Data records
>>>
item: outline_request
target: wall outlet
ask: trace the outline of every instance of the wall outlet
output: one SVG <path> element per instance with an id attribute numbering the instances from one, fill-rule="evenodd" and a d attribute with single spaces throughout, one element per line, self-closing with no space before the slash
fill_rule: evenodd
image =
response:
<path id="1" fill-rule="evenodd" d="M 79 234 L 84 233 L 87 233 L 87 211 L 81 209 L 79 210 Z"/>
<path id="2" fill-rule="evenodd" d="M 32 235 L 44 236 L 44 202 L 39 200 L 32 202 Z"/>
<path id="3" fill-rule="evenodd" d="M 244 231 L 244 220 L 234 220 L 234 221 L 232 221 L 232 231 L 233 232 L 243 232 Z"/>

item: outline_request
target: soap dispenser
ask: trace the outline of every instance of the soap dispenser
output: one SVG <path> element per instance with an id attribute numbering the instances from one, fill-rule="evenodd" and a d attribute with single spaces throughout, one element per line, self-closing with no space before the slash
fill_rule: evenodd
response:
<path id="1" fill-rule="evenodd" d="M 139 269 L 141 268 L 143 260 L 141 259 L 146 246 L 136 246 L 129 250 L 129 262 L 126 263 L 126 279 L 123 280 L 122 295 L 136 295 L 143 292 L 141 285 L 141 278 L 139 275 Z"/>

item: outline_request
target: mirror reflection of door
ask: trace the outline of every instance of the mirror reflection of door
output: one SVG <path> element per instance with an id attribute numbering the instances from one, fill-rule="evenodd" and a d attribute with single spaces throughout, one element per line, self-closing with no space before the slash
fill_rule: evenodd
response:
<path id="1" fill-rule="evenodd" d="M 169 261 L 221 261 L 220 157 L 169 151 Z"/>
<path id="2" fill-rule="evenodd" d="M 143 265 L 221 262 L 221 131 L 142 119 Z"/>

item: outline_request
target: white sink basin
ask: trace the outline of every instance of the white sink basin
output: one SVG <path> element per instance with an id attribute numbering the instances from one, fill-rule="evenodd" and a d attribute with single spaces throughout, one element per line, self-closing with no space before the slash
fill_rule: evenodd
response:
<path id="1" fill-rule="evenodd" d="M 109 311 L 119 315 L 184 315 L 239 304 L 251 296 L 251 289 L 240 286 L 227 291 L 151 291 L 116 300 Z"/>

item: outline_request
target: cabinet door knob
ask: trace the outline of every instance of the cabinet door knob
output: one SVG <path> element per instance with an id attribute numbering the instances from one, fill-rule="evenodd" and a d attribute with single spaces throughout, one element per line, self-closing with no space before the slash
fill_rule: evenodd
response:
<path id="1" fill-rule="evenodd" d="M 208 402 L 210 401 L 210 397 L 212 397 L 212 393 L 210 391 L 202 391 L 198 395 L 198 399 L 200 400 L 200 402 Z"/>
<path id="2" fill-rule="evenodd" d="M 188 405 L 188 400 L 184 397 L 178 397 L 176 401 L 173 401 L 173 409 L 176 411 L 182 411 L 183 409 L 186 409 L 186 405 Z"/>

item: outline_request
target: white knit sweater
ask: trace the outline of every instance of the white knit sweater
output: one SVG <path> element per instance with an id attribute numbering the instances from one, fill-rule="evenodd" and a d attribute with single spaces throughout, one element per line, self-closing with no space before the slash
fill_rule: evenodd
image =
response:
<<<
• Goal: Make a verbatim copy of every entry shown above.

• Solution to this task:
item: outline_request
target: wall outlet
ask: trace the outline of every instance of the wall outlet
output: one SVG <path> element per instance with an id attribute numbering the instances from one, fill-rule="evenodd" and a d attribute with single spaces throughout, one element per line, self-closing with no space before the slash
fill_rule: evenodd
image =
response:
<path id="1" fill-rule="evenodd" d="M 79 234 L 84 233 L 87 233 L 87 211 L 81 209 L 79 210 Z"/>
<path id="2" fill-rule="evenodd" d="M 32 235 L 44 236 L 44 202 L 39 200 L 32 202 Z"/>
<path id="3" fill-rule="evenodd" d="M 244 231 L 244 220 L 234 220 L 234 221 L 232 221 L 232 231 L 233 232 L 243 232 Z"/>

item: outline_request
target: soap dispenser
ask: trace the outline of every instance of the soap dispenser
output: one SVG <path> element per instance with an id attribute numbering the instances from one, fill-rule="evenodd" and a d attribute with single spaces throughout, one element per line, self-closing with no space before the slash
fill_rule: evenodd
response:
<path id="1" fill-rule="evenodd" d="M 139 269 L 141 268 L 143 260 L 141 259 L 146 246 L 136 246 L 129 250 L 129 262 L 126 263 L 126 279 L 123 280 L 122 295 L 136 295 L 143 292 L 141 285 L 141 278 L 139 275 Z"/>

item: outline_request
target: mirror reflection of door
ask: trace the outline of every instance of the mirror reflection of door
output: one SVG <path> element per instance with an id attribute numbering the instances from one, fill-rule="evenodd" and a d attribute with single spaces throughout, one element per line, self-closing with no space before the slash
fill_rule: evenodd
response:
<path id="1" fill-rule="evenodd" d="M 169 261 L 221 261 L 220 157 L 169 151 Z"/>
<path id="2" fill-rule="evenodd" d="M 143 265 L 221 262 L 221 131 L 142 119 Z"/>

item: outline_request
target: white sink basin
ask: trace the outline of every instance of the white sink basin
output: one SVG <path> element per instance with an id attribute numbering the instances from one, fill-rule="evenodd" and a d attribute with single spaces throughout, one element per line, self-closing with no space before the slash
fill_rule: evenodd
response:
<path id="1" fill-rule="evenodd" d="M 109 311 L 119 315 L 184 315 L 239 304 L 251 296 L 251 289 L 240 286 L 227 291 L 151 291 L 116 300 Z"/>

item: outline_request
target: cabinet door knob
ask: trace the outline of every instance of the cabinet door knob
output: one SVG <path> element per instance with an id attribute numbering the instances from one, fill-rule="evenodd" and a d attribute with single spaces throughout, one element per line, self-closing with no space before the slash
fill_rule: evenodd
response:
<path id="1" fill-rule="evenodd" d="M 208 402 L 210 401 L 210 397 L 212 397 L 212 393 L 210 391 L 202 391 L 198 395 L 198 399 L 200 400 L 200 402 Z"/>
<path id="2" fill-rule="evenodd" d="M 188 405 L 188 400 L 184 397 L 178 397 L 176 401 L 173 401 L 173 409 L 176 411 L 182 411 L 183 409 L 186 409 L 186 405 Z"/>

item: outline_request
target: white knit sweater
ask: trace the outline of every instance of the white knit sweater
output: one SVG <path> element per instance with an id attribute numbering the instances from one, fill-rule="evenodd" and a d attribute with single spaces throughout, one element per line, self-closing with no space before the slash
fill_rule: evenodd
image =
response:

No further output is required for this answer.